Prendre ses distances définitivement avec ses parents ou sa famille est une décision lourde et, parfois, un acte nécessaire. Pourtant, même mûrement réfléchie, cette séparation n’apporte pas toujours la libération espérée.

«Ma famille n’est pas à proprement parler dysfonctionnelle, constate Fabien, 50 ans. Mais ils sont tous dépressifs, portés sur l’alcool et certains ont des tendances suicidaires. A chaque réunion, je me sens vidé de toute énergie. Ma famille ne me fait pas du bien. Or, je ressens une fragilité. Une part de moi sait qu’il n’en faudrait pas beaucoup pour que je sombre à mon tour dans cette spirale autodestructrice si je ne m’en protège pas. J’ai décidé il y a cinq ans de prendre mes distances de manière radicale, c’est une question de survie, vraiment.» Vingt-sept pour cent des adultes ont définitivement coupé les ponts avec un ou plusieurs membres de leur famille, indique une étude publiée dans la revue Psychology and Aging. Ce chiffre confirme que l’éloignement familial, s’il a toujours existé, est aujourd’hui la résultante d’une tout autre dynamique. On ne fuit plus des parents autoritaires, on fuit une famille qui nuit à son épanouissement.

Si les querelles intestines, les relations autoritaires ou toxiques sont le plus souvent à l’origine de cette scission, le divorce et sa surenchère de conflits peuvent aussi causer une cassure: les enfants ballottés, instrumentalisés ou délaissés, en arrivent à choisir l’éloignement, plutôt que de devoir trancher un conflit de loyauté. Mais l’éloignement, plus souvent qu’auparavant, peut aussi être l’aboutissement d’un cheminement: celui d’un adulte qui, lassé d’une absence de connexion ou de soutien, décide de rompre le lien pour écrire sa propre histoire. Derrière cette prise de distance, trois causes principales: des divergences de valeurs, des blessures émotionnelles ou une communication défaillante.

■ TRAVAIL DEMANDÉ
Recopiez, s'il vous plaît, le passage du texte sur l'éloignement familial en partant de « Prendre ses distances » et en allant jusqu'à « la libération espérée. ». La liste n'a aucun lien avec le texte.

■ DONNÉES FOURNIES
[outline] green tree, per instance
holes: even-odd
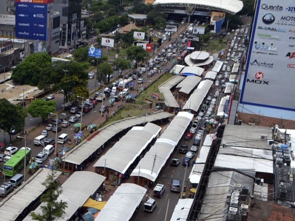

■ SOLUTION PROPOSÉE
Prendre ses distances définitivement avec ses parents ou sa famille est une décision lourde et, parfois, un acte nécessaire. Pourtant, même mûrement réfléchie, cette séparation n’apporte pas toujours la libération espérée.